- _DATA FOR THIS EXERCISE_:
____
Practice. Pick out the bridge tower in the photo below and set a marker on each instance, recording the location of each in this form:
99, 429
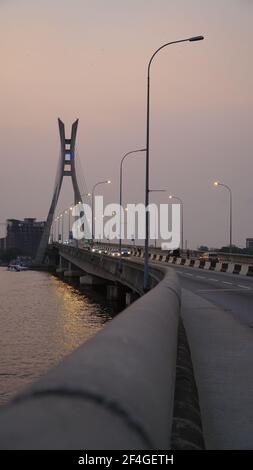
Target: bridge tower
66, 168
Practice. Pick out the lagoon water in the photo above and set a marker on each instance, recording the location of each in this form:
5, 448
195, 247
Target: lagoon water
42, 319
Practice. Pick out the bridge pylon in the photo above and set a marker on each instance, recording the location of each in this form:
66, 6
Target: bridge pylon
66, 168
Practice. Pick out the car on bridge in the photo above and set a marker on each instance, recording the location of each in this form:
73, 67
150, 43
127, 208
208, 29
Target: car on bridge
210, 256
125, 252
____
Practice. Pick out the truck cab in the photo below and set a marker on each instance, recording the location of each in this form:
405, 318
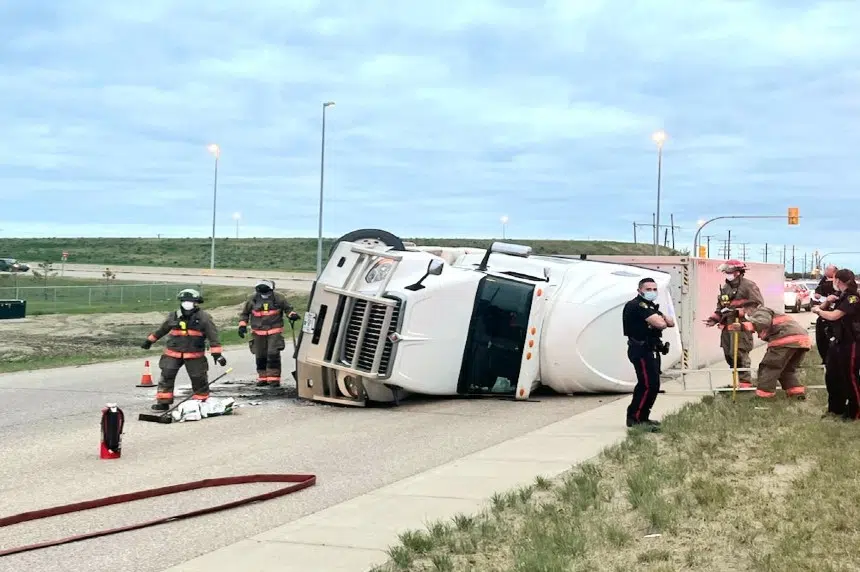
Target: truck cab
____
- _WRITTEN REQUEST_: Copy out the part that opens with the line containing "Practice. Pick out the truck" and closes with the line containing "Target: truck cab", both included, exactly as they stand. Leave the picture out of your copy.

- _THE RESPONSE_:
Practice. Pick out the truck cab in the photo below and set a marker on each instance, recording the location of each in this form:
405, 318
Target: truck cab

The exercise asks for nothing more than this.